═══ Data for this task

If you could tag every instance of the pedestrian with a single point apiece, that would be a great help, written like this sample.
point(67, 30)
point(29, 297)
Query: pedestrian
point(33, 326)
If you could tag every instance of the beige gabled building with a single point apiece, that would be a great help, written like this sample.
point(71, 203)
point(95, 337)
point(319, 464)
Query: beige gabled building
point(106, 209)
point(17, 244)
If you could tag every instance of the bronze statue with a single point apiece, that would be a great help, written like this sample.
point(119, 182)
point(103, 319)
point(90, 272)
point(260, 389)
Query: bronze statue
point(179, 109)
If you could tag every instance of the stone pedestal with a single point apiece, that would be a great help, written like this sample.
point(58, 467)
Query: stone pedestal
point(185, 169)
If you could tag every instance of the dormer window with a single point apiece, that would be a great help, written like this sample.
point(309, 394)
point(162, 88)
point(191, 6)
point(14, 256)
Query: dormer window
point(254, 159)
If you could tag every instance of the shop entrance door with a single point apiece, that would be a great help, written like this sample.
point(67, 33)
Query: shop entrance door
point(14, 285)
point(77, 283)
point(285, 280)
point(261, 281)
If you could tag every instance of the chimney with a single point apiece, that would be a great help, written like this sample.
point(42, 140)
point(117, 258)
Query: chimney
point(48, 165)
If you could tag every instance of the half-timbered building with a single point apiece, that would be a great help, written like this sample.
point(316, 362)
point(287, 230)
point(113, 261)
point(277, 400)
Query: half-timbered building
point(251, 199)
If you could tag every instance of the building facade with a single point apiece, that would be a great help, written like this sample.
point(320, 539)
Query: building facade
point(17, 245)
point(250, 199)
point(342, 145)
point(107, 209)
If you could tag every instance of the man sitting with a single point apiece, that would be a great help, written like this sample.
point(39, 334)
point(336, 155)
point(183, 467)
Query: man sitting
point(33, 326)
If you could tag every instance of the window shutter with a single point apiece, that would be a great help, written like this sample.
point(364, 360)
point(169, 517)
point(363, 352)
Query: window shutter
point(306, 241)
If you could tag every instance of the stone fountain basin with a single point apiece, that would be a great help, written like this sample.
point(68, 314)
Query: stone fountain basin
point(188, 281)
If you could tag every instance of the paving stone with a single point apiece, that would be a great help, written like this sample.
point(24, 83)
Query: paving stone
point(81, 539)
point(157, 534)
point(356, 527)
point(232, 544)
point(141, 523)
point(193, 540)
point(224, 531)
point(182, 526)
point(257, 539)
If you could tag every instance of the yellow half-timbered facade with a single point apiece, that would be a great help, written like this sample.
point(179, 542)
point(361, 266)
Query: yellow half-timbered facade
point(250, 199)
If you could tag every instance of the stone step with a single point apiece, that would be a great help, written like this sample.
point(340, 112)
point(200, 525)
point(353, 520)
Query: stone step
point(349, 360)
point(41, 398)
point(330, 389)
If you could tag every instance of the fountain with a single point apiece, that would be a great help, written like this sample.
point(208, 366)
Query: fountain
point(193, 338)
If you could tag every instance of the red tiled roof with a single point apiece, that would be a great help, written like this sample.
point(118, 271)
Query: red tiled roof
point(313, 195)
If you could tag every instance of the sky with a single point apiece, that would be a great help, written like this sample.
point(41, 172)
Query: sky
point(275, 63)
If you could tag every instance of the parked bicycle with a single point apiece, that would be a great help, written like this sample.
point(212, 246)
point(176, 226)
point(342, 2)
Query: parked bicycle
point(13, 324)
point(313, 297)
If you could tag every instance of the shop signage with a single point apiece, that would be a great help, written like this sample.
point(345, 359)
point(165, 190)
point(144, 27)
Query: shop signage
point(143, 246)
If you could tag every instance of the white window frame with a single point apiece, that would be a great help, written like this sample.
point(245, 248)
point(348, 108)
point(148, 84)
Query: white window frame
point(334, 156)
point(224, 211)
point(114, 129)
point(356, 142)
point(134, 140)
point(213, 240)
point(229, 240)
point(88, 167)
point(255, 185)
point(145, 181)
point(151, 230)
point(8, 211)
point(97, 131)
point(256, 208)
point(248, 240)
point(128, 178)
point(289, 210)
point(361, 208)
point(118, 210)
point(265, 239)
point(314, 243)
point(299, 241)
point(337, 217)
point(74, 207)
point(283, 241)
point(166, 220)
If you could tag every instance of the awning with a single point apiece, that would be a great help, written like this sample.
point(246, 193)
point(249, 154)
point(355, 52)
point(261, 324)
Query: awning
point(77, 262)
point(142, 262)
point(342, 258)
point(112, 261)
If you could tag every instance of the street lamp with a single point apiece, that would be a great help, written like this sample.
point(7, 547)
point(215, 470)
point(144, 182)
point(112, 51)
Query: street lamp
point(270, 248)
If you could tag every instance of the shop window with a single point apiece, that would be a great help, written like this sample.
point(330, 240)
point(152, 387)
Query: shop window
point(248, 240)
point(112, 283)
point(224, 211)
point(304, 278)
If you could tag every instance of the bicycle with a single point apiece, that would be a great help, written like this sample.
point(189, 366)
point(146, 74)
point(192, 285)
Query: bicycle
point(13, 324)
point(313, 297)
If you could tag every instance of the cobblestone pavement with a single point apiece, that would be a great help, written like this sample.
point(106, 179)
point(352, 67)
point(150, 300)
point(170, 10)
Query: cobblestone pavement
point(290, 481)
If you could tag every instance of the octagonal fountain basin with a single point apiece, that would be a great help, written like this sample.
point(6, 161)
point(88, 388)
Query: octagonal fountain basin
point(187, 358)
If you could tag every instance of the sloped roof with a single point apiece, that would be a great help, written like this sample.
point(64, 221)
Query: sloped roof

══════

● What is required
Retype all of the material, keeping each line exact.

● Worked solution
If you could tag every instance of the pedestrian with a single point apiece, that would be a great help, written like this sample.
point(67, 30)
point(29, 297)
Query: pedestrian
point(33, 326)
If you could tag every instance of the beige gabled building with a single point apiece, that would be a great help, written like this sample.
point(71, 203)
point(95, 337)
point(319, 464)
Query: beige gabled building
point(106, 209)
point(17, 244)
If you could tag every instance of the bronze statue with a single point apiece, that would be a great help, written like this sample.
point(119, 182)
point(103, 319)
point(90, 272)
point(260, 389)
Query: bronze statue
point(179, 109)
If you could tag every instance of the stone pedestal with a single point apiece, that would be a great help, written like this sample.
point(58, 467)
Query: stone pedestal
point(185, 169)
If you could tag every instance of the dormer window with a single point apiece, that would be a great help, written like this sample.
point(309, 394)
point(162, 88)
point(191, 6)
point(14, 256)
Query: dormer window
point(254, 159)
If you could tag every instance of the shop entrance door with a single point apiece, that would be a great help, written like this sample.
point(67, 33)
Query: shop entrance door
point(14, 285)
point(77, 283)
point(285, 280)
point(261, 281)
If you could tag every instance of the chimney with a single point apiece, that would be a great help, written like this sample.
point(42, 140)
point(117, 258)
Query: chimney
point(48, 165)
If you could tag every instance of the half-timbered building with a single point apiece, that would be a great help, written like this sample.
point(316, 362)
point(287, 230)
point(113, 261)
point(277, 400)
Query: half-timbered building
point(251, 199)
If you could tag every instance of the building facade with a single point apiece, that would be a great help, written like this sample.
point(320, 539)
Query: building facade
point(17, 245)
point(250, 199)
point(342, 145)
point(107, 209)
If you could tag every instance of the man sitting with a single point apiece, that would be a great help, written like this sample.
point(39, 334)
point(336, 155)
point(183, 467)
Query: man sitting
point(33, 326)
If you could tag every instance of the window shutter with a single point apiece, that would be a great help, written like this sample.
point(364, 360)
point(169, 517)
point(363, 352)
Query: window shutter
point(306, 241)
If you could tag every instance of the stone fountain basin with a single point apiece, that would be a great help, written like this sample.
point(68, 314)
Query: stone fountain basin
point(188, 281)
If you could tag every instance of the paving stone with a single point apiece, that would be a great help, written like this sample.
point(24, 83)
Query: paving stone
point(81, 539)
point(157, 534)
point(356, 527)
point(232, 544)
point(141, 523)
point(193, 540)
point(224, 531)
point(182, 526)
point(257, 539)
If you could tag every instance of the yellow half-timbered facade with a single point apiece, that would be a great help, written like this sample.
point(179, 542)
point(361, 266)
Query: yellow half-timbered facade
point(250, 199)
If you could tag every instance of the stone step with a single point apiece, that would be a great help, written like this sample.
point(340, 112)
point(200, 525)
point(353, 520)
Query: stone step
point(349, 360)
point(41, 398)
point(330, 389)
If you could tag every instance of the fountain with a single point apiece, that would be a great help, written like this sample.
point(208, 366)
Query: fountain
point(193, 338)
If you could tag every instance of the red tiled roof with a single point apiece, that would be a great help, written like this sample.
point(118, 271)
Query: red tiled roof
point(313, 195)
If you could tag every instance of the sky with a single point apiece, that would be a great help, written like this sample.
point(41, 172)
Query: sky
point(275, 63)
If you could tag every instance of the parked bicycle with a single point apiece, that would be a great help, written like this sample.
point(212, 246)
point(176, 226)
point(342, 2)
Query: parked bicycle
point(13, 324)
point(313, 297)
If you could tag every instance of the shop signage with a single point apiece, that would be a great help, written like this sample.
point(345, 359)
point(165, 190)
point(144, 27)
Query: shop signage
point(143, 246)
If you could tag every instance of the white window frame with a single point apiece, that would be a great help, written like this sample.
point(245, 248)
point(348, 108)
point(148, 84)
Query: white window frame
point(334, 156)
point(224, 211)
point(114, 129)
point(356, 142)
point(134, 140)
point(213, 240)
point(229, 240)
point(88, 167)
point(255, 185)
point(145, 181)
point(151, 230)
point(8, 211)
point(97, 131)
point(256, 208)
point(248, 240)
point(128, 178)
point(289, 210)
point(361, 208)
point(118, 210)
point(265, 239)
point(314, 243)
point(299, 241)
point(337, 217)
point(74, 207)
point(283, 241)
point(166, 220)
If you could tag every instance of the awning with a single point apiece, that would be a great help, written like this sample.
point(246, 193)
point(249, 154)
point(355, 52)
point(261, 324)
Query: awning
point(77, 262)
point(142, 262)
point(342, 258)
point(112, 261)
If you could tag every instance of the street lamp with a single point apiece, that would be a great help, written like this sample.
point(7, 547)
point(215, 470)
point(144, 182)
point(112, 51)
Query: street lamp
point(270, 248)
If you could tag every instance of the shop window with a single point apiece, that would be a great help, written like this sample.
point(330, 240)
point(152, 387)
Query: shop window
point(248, 240)
point(112, 283)
point(224, 211)
point(304, 278)
If you could tag every instance of the bicycle with a single point apiece, that would be a great help, written like this sample.
point(189, 366)
point(146, 74)
point(192, 285)
Query: bicycle
point(13, 324)
point(313, 297)
If you could tag every instance of the cobblestone pavement with a single point apiece, that would be a great help, written like this sample.
point(106, 179)
point(352, 67)
point(150, 300)
point(170, 10)
Query: cobblestone pavement
point(290, 481)
If you could tag every instance of the octagonal fountain basin with a single point apiece, that would be a great help, written like this sample.
point(6, 161)
point(88, 388)
Query: octagonal fountain basin
point(187, 358)
If you could tag every instance of the sloped roof with a single point apiece, that would be a great help, written like this sample.
point(64, 221)
Query: sloped roof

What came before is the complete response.